- Directions: Reproduce word for word the part of the edX article that begins at the words "MIT and Harvard expect" and stops after "to the technology.".

- Excerpt:
|---|
Through edX, announced on May 2, the two institutions are collaborating to enhance campus-based teaching and learning and to build a global community of online learners. It is anticipated that near-term course offerings from a range of MIT and Harvard schools will be included on the edX platform.

The new Gates Foundation grant will support efforts to develop and offer a new, free prototype computer science online course through edX, and to partner with a postsecondary institution that targets low-income young adults to experiment with use of the course in a “flipped classroom” where lectures take place outside the classroom and homework is done in class. Lessons learned will be captured and shared to advance understanding of how faculty and students use and benefit from online learning tools, as well as how these courses may be adapted to support on-campus learning and a broader range of learners.

Grant builds on institutional support


MIT and Harvard have committed to a combined $60 million ($30 million each) in institutional support, grants and philanthropy to launch edX, which is overseen by a not-for-profit organization owned and governed equally by the two universities. EdX is headed by Anant Agarwal, former director of MIT’s Computer Science and Artificial Intelligence Laboratory, who led the development of the MITx platform under the leadership of MIT Provost and President-elect L. Rafael Reif.

EdX builds on both universities’ experience in offering online instructional content. The technological platform established by MITx, which will serve as the foundation for the new learning system, was designed to offer online versions of MIT courses featuring video lesson segments, embedded quizzes, immediate feedback, student-ranked questions and answers, online laboratories and student-paced learning. Certificates of mastery will be available for those who are motivated and able to demonstrate their knowledge of the course material.  

MIT and Harvard expect that over time other universities will join them in offering courses on the edX platform. The gathering of many universities’ educational content together on one site will enable learners worldwide to access the course content of any participating university from a single website, and to use a set of online educational tools shared by all participating universities.

EdX will release its learning platform as open-source software so it can be used by other universities and organizations that wish to host the platform themselves. Because the learning technology will be available as open-source software, other universities and individuals will be able to help edX improve and add features to the technology.

MIT and Harvard will use the jointly operated edX platform to research how students learn and how technologies can facilitate effective teaching both on-campus and online. The edX platform will enable the study of which teaching methods and tools are most successful. The findings of this research will be used to inform how faculty use technology in their teaching, which will enhance the experience for students on campus and for the millions expected to take advantage of these new online offerings.

Investments in breakthrough learning models

The new grant to MIT is part of $9 million in new Gates Foundation funding, announced today, to postsecondary initiatives that are fundamentally redesigning how students learn, how they are supported in that process, and how the postsecondary business model works to support affordable student success. These are intended to significantly boost the number of students who attain a high-quality and affordable postsecondary credential. These grants support a range of innovators from within and outside the postsecondary education system who are creating options that fit with the busy lives of today’s students, enabling them to earn a credential with value in the labor market without incurring significant debt.
|---|
- Source material:
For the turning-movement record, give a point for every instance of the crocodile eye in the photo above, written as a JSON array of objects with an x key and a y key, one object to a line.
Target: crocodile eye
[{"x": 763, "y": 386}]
|---|
- Task solution:
MIT and Harvard expect that over time other universities will join them in offering courses on the edX platform. The gathering of many universities’ educational content together on one site will enable learners worldwide to access the course content of any participating university from a single website, and to use a set of online educational tools shared by all participating universities.

EdX will release its learning platform as open-source software so it can be used by other universities and organizations that wish to host the platform themselves. Because the learning technology will be available as open-source software, other universities and individuals will be able to help edX improve and add features to the technology.